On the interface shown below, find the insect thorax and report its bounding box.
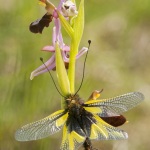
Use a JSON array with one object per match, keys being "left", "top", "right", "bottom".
[{"left": 66, "top": 95, "right": 83, "bottom": 117}]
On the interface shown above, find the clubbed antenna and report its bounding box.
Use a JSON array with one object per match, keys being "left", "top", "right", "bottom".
[
  {"left": 40, "top": 57, "right": 66, "bottom": 98},
  {"left": 74, "top": 40, "right": 91, "bottom": 95}
]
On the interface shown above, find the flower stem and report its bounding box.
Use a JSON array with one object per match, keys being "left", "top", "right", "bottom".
[{"left": 68, "top": 38, "right": 78, "bottom": 94}]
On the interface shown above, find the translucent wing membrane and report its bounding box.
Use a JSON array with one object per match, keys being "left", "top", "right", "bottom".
[
  {"left": 90, "top": 115, "right": 128, "bottom": 140},
  {"left": 15, "top": 110, "right": 68, "bottom": 141},
  {"left": 84, "top": 92, "right": 144, "bottom": 117},
  {"left": 60, "top": 118, "right": 86, "bottom": 150}
]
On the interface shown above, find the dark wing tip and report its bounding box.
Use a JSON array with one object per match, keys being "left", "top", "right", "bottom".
[{"left": 134, "top": 92, "right": 145, "bottom": 101}]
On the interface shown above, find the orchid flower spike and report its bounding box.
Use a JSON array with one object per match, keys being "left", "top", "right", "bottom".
[{"left": 30, "top": 18, "right": 88, "bottom": 80}]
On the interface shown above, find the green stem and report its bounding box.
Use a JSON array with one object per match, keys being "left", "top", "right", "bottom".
[{"left": 68, "top": 38, "right": 78, "bottom": 94}]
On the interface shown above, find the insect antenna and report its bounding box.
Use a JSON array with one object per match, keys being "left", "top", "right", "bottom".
[
  {"left": 40, "top": 57, "right": 66, "bottom": 98},
  {"left": 74, "top": 40, "right": 91, "bottom": 96}
]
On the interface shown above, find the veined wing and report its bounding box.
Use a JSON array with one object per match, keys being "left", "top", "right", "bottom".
[
  {"left": 15, "top": 110, "right": 68, "bottom": 141},
  {"left": 90, "top": 115, "right": 128, "bottom": 140},
  {"left": 84, "top": 92, "right": 144, "bottom": 117},
  {"left": 60, "top": 117, "right": 86, "bottom": 150}
]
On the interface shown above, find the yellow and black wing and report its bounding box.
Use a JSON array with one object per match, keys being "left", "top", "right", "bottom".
[
  {"left": 15, "top": 110, "right": 68, "bottom": 141},
  {"left": 84, "top": 92, "right": 144, "bottom": 117},
  {"left": 60, "top": 117, "right": 86, "bottom": 150},
  {"left": 89, "top": 115, "right": 128, "bottom": 140}
]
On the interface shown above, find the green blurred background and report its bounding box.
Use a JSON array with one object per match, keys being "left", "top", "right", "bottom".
[{"left": 0, "top": 0, "right": 150, "bottom": 150}]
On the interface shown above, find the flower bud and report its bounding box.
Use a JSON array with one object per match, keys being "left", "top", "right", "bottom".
[{"left": 61, "top": 0, "right": 78, "bottom": 17}]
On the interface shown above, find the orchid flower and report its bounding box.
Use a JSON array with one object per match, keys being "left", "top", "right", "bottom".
[{"left": 30, "top": 18, "right": 88, "bottom": 80}]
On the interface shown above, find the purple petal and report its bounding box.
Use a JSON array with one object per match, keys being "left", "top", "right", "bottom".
[
  {"left": 62, "top": 51, "right": 69, "bottom": 62},
  {"left": 62, "top": 45, "right": 70, "bottom": 52},
  {"left": 52, "top": 27, "right": 57, "bottom": 46},
  {"left": 42, "top": 46, "right": 55, "bottom": 52},
  {"left": 57, "top": 0, "right": 65, "bottom": 10}
]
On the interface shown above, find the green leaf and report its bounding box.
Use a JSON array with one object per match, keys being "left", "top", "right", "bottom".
[
  {"left": 57, "top": 11, "right": 74, "bottom": 38},
  {"left": 73, "top": 0, "right": 84, "bottom": 51},
  {"left": 55, "top": 42, "right": 70, "bottom": 96}
]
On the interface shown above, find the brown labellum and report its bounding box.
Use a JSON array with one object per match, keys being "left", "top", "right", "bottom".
[
  {"left": 101, "top": 115, "right": 126, "bottom": 127},
  {"left": 29, "top": 14, "right": 53, "bottom": 33}
]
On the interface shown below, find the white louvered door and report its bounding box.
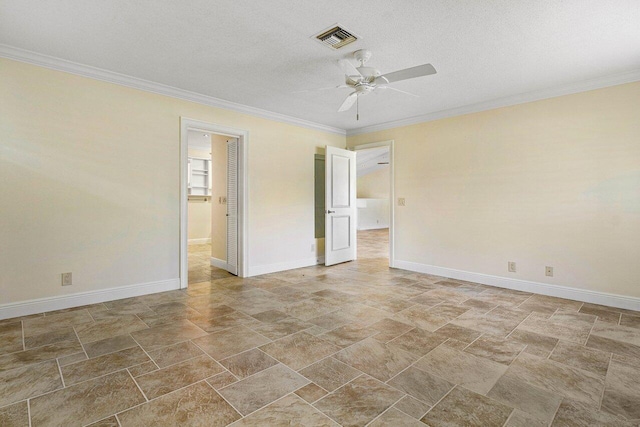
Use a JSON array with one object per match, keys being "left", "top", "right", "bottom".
[{"left": 227, "top": 139, "right": 238, "bottom": 275}]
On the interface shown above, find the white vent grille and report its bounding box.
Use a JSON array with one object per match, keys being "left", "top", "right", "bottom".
[{"left": 316, "top": 26, "right": 358, "bottom": 49}]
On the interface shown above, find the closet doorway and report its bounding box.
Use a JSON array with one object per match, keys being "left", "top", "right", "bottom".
[{"left": 180, "top": 118, "right": 248, "bottom": 288}]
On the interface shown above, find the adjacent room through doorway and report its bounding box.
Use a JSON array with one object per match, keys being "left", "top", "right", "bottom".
[{"left": 187, "top": 130, "right": 237, "bottom": 284}]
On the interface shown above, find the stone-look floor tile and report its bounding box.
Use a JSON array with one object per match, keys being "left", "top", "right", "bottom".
[
  {"left": 387, "top": 367, "right": 455, "bottom": 406},
  {"left": 523, "top": 294, "right": 583, "bottom": 311},
  {"left": 587, "top": 335, "right": 640, "bottom": 359},
  {"left": 61, "top": 346, "right": 150, "bottom": 386},
  {"left": 507, "top": 329, "right": 559, "bottom": 358},
  {"left": 251, "top": 310, "right": 289, "bottom": 323},
  {"left": 130, "top": 320, "right": 207, "bottom": 351},
  {"left": 421, "top": 387, "right": 513, "bottom": 427},
  {"left": 549, "top": 341, "right": 611, "bottom": 376},
  {"left": 313, "top": 375, "right": 402, "bottom": 426},
  {"left": 393, "top": 305, "right": 451, "bottom": 332},
  {"left": 232, "top": 395, "right": 338, "bottom": 427},
  {"left": 591, "top": 322, "right": 640, "bottom": 346},
  {"left": 415, "top": 346, "right": 507, "bottom": 394},
  {"left": 0, "top": 322, "right": 24, "bottom": 354},
  {"left": 0, "top": 400, "right": 29, "bottom": 427},
  {"left": 207, "top": 371, "right": 238, "bottom": 390},
  {"left": 136, "top": 354, "right": 224, "bottom": 399},
  {"left": 127, "top": 362, "right": 158, "bottom": 378},
  {"left": 118, "top": 382, "right": 240, "bottom": 427},
  {"left": 504, "top": 409, "right": 549, "bottom": 427},
  {"left": 58, "top": 351, "right": 88, "bottom": 367},
  {"left": 551, "top": 399, "right": 637, "bottom": 427},
  {"left": 0, "top": 360, "right": 62, "bottom": 407},
  {"left": 22, "top": 310, "right": 94, "bottom": 337},
  {"left": 434, "top": 323, "right": 482, "bottom": 344},
  {"left": 578, "top": 303, "right": 621, "bottom": 325},
  {"left": 84, "top": 334, "right": 138, "bottom": 358},
  {"left": 219, "top": 364, "right": 309, "bottom": 415},
  {"left": 387, "top": 328, "right": 446, "bottom": 357},
  {"left": 335, "top": 338, "right": 417, "bottom": 381},
  {"left": 220, "top": 348, "right": 278, "bottom": 378},
  {"left": 602, "top": 360, "right": 640, "bottom": 420},
  {"left": 76, "top": 314, "right": 147, "bottom": 344},
  {"left": 487, "top": 373, "right": 562, "bottom": 424},
  {"left": 149, "top": 341, "right": 204, "bottom": 368},
  {"left": 30, "top": 371, "right": 145, "bottom": 427},
  {"left": 300, "top": 357, "right": 362, "bottom": 391},
  {"left": 260, "top": 332, "right": 340, "bottom": 370},
  {"left": 282, "top": 297, "right": 338, "bottom": 321},
  {"left": 518, "top": 313, "right": 595, "bottom": 345},
  {"left": 193, "top": 326, "right": 269, "bottom": 360},
  {"left": 464, "top": 335, "right": 525, "bottom": 365},
  {"left": 369, "top": 408, "right": 424, "bottom": 427},
  {"left": 249, "top": 317, "right": 314, "bottom": 340},
  {"left": 307, "top": 310, "right": 356, "bottom": 329},
  {"left": 0, "top": 340, "right": 82, "bottom": 372},
  {"left": 87, "top": 415, "right": 120, "bottom": 427},
  {"left": 319, "top": 325, "right": 378, "bottom": 348},
  {"left": 295, "top": 383, "right": 327, "bottom": 403},
  {"left": 508, "top": 353, "right": 604, "bottom": 407},
  {"left": 189, "top": 311, "right": 261, "bottom": 333},
  {"left": 371, "top": 318, "right": 413, "bottom": 342},
  {"left": 24, "top": 326, "right": 78, "bottom": 350},
  {"left": 393, "top": 396, "right": 431, "bottom": 420}
]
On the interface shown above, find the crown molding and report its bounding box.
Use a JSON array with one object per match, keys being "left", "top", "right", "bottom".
[
  {"left": 0, "top": 44, "right": 346, "bottom": 135},
  {"left": 347, "top": 70, "right": 640, "bottom": 137}
]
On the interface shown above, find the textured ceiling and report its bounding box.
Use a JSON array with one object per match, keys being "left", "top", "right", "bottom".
[{"left": 0, "top": 0, "right": 640, "bottom": 130}]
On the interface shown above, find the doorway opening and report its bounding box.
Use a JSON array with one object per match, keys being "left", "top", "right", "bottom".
[
  {"left": 180, "top": 118, "right": 248, "bottom": 288},
  {"left": 354, "top": 141, "right": 394, "bottom": 267}
]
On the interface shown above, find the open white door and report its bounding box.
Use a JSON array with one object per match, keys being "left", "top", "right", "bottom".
[
  {"left": 227, "top": 138, "right": 238, "bottom": 275},
  {"left": 324, "top": 146, "right": 357, "bottom": 265}
]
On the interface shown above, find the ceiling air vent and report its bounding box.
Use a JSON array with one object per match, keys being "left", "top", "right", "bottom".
[{"left": 316, "top": 26, "right": 358, "bottom": 49}]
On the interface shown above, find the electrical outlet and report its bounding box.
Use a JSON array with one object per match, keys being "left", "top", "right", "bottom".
[{"left": 62, "top": 273, "right": 73, "bottom": 286}]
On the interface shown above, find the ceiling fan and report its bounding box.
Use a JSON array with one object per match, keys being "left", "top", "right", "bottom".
[{"left": 338, "top": 49, "right": 436, "bottom": 117}]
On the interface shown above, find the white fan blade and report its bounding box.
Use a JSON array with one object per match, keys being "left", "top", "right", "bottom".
[
  {"left": 338, "top": 92, "right": 358, "bottom": 113},
  {"left": 376, "top": 64, "right": 436, "bottom": 84},
  {"left": 376, "top": 86, "right": 420, "bottom": 98},
  {"left": 338, "top": 59, "right": 362, "bottom": 77}
]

What is asked =>
Rewrite the lines from the one containing "On the interface shown above, find the ceiling fan" through the last line, inclusive, with "white fan blade" changed to "fan blade" and nothing else altered. Return only those lines.

The answer =>
On the interface shown above, find the ceiling fan and report its bounding box.
Use a JSON array with one object per match, keys being "left", "top", "right", "bottom".
[{"left": 338, "top": 49, "right": 436, "bottom": 117}]
On the interface shown above, find the fan blade and report its bounding box.
Use a JSON array with one object per match, keys being "left", "top", "right", "bottom".
[
  {"left": 338, "top": 92, "right": 358, "bottom": 113},
  {"left": 376, "top": 64, "right": 436, "bottom": 84},
  {"left": 376, "top": 86, "right": 420, "bottom": 98},
  {"left": 338, "top": 59, "right": 362, "bottom": 77}
]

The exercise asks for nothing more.